- [Problem to solve] All lines from the one containing "Target: row of wooden pilings" down to the one containing "# shape of each answer: point(203, 160)", both ends included, are to be given again exactly; omit the rest of the listing below.

- [Task data]
'''

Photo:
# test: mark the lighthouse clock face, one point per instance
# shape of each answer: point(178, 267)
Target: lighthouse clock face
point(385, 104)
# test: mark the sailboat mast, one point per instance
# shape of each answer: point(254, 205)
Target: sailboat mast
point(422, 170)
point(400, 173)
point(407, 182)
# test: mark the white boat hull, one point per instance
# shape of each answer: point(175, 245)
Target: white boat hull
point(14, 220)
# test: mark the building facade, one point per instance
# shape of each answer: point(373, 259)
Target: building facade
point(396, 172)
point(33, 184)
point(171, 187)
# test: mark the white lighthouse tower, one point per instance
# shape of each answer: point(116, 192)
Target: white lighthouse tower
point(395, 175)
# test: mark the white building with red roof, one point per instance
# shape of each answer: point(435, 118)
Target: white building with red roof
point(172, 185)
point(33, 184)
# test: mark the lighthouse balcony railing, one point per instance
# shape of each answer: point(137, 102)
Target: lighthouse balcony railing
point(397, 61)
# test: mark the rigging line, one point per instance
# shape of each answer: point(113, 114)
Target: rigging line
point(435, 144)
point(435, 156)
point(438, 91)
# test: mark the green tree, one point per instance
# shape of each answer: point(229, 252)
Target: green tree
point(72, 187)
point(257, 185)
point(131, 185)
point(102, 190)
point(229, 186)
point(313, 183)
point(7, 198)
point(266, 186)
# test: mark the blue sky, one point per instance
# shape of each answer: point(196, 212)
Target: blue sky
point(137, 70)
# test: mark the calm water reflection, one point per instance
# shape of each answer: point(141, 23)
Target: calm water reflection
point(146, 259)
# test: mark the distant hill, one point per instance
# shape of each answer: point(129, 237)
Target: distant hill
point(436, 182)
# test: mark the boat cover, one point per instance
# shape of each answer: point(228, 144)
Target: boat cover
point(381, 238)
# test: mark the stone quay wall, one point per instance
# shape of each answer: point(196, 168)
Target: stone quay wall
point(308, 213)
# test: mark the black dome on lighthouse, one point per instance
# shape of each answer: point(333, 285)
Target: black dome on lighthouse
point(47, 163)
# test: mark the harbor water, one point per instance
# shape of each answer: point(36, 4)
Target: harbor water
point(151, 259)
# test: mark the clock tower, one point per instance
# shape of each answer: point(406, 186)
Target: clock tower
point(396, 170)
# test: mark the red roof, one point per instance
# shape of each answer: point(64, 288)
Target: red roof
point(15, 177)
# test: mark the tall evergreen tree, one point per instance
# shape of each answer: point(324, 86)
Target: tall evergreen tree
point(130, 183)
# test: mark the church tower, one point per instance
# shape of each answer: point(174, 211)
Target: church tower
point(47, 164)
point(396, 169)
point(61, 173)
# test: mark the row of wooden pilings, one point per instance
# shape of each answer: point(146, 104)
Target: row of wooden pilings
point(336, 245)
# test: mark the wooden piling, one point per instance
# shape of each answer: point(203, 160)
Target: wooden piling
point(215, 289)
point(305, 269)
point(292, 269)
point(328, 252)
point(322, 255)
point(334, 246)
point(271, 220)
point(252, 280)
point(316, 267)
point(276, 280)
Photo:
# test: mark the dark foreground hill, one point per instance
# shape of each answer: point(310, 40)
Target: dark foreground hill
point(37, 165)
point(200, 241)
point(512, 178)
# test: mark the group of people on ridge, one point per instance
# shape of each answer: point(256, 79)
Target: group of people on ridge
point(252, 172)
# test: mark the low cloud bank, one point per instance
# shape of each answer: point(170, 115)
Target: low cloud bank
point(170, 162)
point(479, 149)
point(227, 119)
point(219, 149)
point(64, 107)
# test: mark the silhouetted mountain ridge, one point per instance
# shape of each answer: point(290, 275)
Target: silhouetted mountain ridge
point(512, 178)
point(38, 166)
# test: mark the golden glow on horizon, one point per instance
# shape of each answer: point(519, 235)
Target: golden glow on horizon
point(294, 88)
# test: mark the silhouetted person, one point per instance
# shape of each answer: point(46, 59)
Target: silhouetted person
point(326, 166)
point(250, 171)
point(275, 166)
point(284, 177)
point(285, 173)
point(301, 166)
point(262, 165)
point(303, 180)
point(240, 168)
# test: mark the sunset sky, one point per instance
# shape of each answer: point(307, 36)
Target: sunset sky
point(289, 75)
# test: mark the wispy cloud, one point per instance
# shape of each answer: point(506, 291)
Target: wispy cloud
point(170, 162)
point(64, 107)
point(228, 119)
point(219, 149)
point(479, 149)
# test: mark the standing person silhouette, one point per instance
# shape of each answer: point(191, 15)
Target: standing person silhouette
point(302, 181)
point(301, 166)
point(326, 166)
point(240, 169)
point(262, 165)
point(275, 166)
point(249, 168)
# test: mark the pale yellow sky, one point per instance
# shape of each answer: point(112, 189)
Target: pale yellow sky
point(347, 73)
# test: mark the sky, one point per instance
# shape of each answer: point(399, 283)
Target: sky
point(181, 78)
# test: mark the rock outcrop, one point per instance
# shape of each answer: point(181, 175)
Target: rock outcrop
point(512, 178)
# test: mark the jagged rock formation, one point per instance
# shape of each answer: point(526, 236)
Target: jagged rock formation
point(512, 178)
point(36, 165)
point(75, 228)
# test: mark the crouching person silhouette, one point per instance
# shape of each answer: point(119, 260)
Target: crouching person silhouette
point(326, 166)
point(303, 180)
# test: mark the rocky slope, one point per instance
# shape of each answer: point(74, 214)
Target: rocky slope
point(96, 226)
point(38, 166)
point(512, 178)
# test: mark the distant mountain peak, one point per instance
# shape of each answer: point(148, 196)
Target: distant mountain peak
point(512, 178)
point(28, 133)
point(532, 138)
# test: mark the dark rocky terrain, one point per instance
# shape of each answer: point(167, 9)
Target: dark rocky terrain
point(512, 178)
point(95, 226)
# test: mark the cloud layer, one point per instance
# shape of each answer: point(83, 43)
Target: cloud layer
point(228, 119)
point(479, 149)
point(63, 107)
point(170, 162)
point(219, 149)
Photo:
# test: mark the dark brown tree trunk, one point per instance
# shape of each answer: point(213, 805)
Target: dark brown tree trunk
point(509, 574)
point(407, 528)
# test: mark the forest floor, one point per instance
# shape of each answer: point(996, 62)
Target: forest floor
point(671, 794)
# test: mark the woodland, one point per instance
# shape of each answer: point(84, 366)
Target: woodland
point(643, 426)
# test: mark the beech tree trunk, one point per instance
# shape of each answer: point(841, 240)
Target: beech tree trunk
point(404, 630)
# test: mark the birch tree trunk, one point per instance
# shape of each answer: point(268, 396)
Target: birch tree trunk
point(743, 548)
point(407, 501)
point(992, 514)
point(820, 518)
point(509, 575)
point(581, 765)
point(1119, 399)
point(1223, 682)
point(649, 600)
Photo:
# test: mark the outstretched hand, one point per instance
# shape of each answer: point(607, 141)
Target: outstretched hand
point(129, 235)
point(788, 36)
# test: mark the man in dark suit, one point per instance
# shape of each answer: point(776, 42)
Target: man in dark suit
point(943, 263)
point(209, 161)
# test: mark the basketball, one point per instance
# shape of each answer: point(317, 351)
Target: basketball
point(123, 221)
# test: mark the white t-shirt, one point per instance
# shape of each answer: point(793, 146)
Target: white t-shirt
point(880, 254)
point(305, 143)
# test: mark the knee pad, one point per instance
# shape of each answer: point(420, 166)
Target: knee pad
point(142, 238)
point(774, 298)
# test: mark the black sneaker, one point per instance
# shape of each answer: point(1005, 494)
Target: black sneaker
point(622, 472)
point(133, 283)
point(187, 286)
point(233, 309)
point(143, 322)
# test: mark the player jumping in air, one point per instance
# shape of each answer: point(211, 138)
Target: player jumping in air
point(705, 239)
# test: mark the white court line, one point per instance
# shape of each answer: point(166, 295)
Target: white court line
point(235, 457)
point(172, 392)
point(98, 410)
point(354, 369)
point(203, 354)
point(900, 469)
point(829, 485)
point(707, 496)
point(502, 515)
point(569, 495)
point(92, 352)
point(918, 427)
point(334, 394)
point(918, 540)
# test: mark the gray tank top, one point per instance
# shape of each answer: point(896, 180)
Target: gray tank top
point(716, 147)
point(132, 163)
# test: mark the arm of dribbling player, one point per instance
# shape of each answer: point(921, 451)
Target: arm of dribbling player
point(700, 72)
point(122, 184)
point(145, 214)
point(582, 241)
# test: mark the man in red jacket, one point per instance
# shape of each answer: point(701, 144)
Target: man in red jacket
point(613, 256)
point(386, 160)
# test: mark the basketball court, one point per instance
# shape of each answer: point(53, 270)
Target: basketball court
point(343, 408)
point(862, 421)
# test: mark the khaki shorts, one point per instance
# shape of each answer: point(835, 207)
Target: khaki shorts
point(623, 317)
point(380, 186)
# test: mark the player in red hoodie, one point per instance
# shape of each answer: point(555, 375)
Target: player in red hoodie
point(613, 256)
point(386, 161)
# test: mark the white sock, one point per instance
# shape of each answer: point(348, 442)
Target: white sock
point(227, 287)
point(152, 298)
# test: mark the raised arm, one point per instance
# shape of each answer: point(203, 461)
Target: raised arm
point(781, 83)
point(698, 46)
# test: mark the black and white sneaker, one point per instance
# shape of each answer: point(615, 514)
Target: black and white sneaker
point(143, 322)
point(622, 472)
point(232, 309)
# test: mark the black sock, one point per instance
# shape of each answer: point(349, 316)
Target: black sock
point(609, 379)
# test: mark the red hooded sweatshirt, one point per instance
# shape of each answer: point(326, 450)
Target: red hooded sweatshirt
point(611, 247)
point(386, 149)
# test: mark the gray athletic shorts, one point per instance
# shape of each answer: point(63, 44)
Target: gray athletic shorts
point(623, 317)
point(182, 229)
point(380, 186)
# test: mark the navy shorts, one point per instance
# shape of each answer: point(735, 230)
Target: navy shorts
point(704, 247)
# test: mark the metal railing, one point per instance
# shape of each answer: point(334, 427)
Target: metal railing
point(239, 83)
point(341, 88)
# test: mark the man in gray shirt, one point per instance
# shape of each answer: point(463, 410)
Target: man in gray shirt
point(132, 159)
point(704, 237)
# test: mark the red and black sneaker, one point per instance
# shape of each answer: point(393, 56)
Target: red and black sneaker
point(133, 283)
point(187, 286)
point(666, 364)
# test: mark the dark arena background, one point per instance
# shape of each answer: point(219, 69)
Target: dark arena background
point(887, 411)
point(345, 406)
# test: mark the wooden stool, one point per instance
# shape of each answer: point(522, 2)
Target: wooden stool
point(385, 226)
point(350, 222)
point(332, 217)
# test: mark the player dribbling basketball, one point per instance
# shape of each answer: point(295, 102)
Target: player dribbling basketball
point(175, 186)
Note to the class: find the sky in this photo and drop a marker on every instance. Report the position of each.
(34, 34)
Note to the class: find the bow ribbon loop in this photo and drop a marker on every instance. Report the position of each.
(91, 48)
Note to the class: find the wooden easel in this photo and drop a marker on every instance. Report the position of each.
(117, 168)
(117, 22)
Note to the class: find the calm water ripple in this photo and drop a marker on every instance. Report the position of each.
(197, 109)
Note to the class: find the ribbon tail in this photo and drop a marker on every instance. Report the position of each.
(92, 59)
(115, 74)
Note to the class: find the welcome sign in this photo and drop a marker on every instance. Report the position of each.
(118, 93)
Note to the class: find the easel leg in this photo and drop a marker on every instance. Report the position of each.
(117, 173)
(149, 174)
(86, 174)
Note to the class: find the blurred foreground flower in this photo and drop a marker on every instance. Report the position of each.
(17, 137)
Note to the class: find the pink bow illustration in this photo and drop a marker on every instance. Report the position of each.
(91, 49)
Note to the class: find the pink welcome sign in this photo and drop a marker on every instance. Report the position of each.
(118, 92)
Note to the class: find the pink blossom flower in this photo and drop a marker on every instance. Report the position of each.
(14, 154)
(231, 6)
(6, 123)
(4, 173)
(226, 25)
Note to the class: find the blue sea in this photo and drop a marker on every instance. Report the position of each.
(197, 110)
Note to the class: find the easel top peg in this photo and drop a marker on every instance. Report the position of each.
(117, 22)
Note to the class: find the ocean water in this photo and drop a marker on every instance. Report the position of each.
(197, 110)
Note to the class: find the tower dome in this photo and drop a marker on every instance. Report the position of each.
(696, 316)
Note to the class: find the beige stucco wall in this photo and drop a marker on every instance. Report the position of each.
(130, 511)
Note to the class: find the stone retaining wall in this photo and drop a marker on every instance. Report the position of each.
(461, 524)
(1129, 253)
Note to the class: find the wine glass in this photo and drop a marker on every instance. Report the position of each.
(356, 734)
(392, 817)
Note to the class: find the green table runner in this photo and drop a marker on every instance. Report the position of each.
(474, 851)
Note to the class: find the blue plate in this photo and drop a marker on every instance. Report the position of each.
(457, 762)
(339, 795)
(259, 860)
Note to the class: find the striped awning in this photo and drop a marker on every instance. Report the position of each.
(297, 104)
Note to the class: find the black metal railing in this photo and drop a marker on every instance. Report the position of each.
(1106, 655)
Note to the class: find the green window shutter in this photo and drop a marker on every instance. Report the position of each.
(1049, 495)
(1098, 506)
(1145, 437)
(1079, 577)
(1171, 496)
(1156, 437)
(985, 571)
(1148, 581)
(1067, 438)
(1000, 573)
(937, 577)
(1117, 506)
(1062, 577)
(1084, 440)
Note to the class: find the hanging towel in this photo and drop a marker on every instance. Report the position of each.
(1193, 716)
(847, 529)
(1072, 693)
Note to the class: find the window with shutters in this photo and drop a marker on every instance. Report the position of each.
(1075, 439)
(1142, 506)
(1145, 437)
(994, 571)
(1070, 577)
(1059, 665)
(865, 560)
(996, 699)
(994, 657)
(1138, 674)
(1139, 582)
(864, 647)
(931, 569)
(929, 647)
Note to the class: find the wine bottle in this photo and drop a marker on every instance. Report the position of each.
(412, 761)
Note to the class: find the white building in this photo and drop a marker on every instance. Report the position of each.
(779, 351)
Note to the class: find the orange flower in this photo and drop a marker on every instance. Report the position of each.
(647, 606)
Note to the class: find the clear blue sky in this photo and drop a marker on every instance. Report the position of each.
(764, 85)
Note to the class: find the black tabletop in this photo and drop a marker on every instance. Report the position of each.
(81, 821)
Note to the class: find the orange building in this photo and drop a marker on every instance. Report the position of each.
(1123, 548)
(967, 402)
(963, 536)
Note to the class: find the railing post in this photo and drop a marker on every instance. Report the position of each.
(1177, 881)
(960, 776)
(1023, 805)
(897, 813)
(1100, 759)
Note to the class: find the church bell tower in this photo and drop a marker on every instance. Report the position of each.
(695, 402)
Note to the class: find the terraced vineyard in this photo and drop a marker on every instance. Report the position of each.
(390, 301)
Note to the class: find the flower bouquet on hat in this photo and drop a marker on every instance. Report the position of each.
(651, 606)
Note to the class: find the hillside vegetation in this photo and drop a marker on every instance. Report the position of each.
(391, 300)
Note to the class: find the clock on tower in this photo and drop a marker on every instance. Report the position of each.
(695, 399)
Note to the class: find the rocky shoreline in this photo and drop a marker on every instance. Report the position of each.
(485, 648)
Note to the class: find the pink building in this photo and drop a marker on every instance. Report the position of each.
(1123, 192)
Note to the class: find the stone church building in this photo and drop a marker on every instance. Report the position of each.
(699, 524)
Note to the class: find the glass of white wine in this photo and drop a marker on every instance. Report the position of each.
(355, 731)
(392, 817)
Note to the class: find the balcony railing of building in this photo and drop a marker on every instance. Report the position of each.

'''

- [Answer to this problem]
Target: row of wooden pilings
point(336, 245)
# test: mark the wooden piling, one point per instance
# shape of each answer: point(203, 160)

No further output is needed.